(Point annotation dataset records)
________

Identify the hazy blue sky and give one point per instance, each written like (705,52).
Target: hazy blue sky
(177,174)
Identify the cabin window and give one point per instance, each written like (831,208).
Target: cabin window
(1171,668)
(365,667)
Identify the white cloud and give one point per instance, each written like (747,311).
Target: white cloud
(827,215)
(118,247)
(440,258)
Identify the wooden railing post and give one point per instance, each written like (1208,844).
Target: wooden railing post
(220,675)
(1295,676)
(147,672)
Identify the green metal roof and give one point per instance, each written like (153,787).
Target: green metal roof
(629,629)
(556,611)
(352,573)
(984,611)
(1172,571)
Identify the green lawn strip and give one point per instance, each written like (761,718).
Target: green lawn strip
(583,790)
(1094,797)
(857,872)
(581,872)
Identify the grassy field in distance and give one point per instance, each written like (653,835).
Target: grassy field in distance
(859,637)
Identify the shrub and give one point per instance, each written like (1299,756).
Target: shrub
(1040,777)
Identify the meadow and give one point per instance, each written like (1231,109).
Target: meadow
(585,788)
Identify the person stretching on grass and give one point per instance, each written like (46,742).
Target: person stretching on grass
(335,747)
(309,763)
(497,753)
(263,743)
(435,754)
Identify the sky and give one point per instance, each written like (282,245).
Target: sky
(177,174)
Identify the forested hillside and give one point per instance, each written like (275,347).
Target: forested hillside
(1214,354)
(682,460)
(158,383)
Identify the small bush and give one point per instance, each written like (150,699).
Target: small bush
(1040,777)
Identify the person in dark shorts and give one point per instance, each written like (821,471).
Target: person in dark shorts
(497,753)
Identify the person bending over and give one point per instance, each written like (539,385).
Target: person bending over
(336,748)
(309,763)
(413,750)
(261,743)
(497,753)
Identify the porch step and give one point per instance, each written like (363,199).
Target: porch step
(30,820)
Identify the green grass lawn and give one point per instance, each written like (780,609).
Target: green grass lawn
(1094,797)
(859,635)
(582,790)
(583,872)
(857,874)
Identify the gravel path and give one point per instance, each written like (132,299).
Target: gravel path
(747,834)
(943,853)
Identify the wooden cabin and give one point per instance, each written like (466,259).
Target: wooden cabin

________

▶ [What you are asked to do]: Retype the entries one by one, exactly.

▶ [Solution to this task]:
Identify the hazy blue sky and give one point per instance, each written like (705,52).
Target: hazy blue sky
(177,174)
Identify the cabin window and give one point per instance, each written like (831,208).
Target: cabin window
(1171,668)
(365,667)
Identify the white cloud and give one point per instance, each written like (747,311).
Target: white cloud
(827,215)
(118,247)
(440,258)
Identify the wooden railing post and give one point per instance, each written like (1208,844).
Target: wooden railing post
(220,675)
(1295,676)
(147,672)
Identify the green metal roof and give one point per instance, each written like (153,787).
Target: green metal roof
(629,629)
(556,611)
(352,573)
(984,611)
(1172,571)
Identify the green lawn strip and give one point per instance, each written like (761,718).
Target: green lawn strip
(583,790)
(1094,797)
(857,872)
(581,872)
Identify the grassy field in distance and give one point per instance, each written like (653,835).
Target: grassy field in distance
(859,637)
Identify the shrub and give one point per instance, each written like (1299,756).
Target: shrub
(1040,777)
Identify the meadow and give one point per instance, each written like (1231,109).
Target: meadow
(585,788)
Identify the person stretching on grass and give one point per instance, each written like (46,742).
Target: person stretching on grass
(335,747)
(309,763)
(497,753)
(263,743)
(435,754)
Identify the sky and give one point per instance, each written like (282,245).
Target: sky
(177,174)
Identify the forested hillside and give one point per instance, each written like (275,347).
Target: forested hillside
(1214,354)
(682,460)
(158,383)
Identify the small bush and give one point per instance, each written like (150,699).
Target: small bush
(1040,777)
Identify the person in dark shorts and give one point per instance, each written like (821,471).
Target: person in dark shorts
(497,753)
Identify the person bending over and give one point per instance, each written like (539,385).
Target: person bending over
(336,748)
(309,763)
(413,750)
(261,743)
(497,753)
Identify the porch step and give one point per instance, each written like (363,199).
Target: porch step
(30,820)
Identify the green grass lawn and give one point per instance, each written like (780,609).
Target: green grass lawn
(1094,797)
(859,635)
(582,790)
(583,872)
(857,874)
Identify the gravel path and give one point per instance, each written like (132,299).
Target: gravel path
(747,834)
(943,853)
Identify the wooden cabin and give one point per instance, each written like (466,259).
Target: wooden cabin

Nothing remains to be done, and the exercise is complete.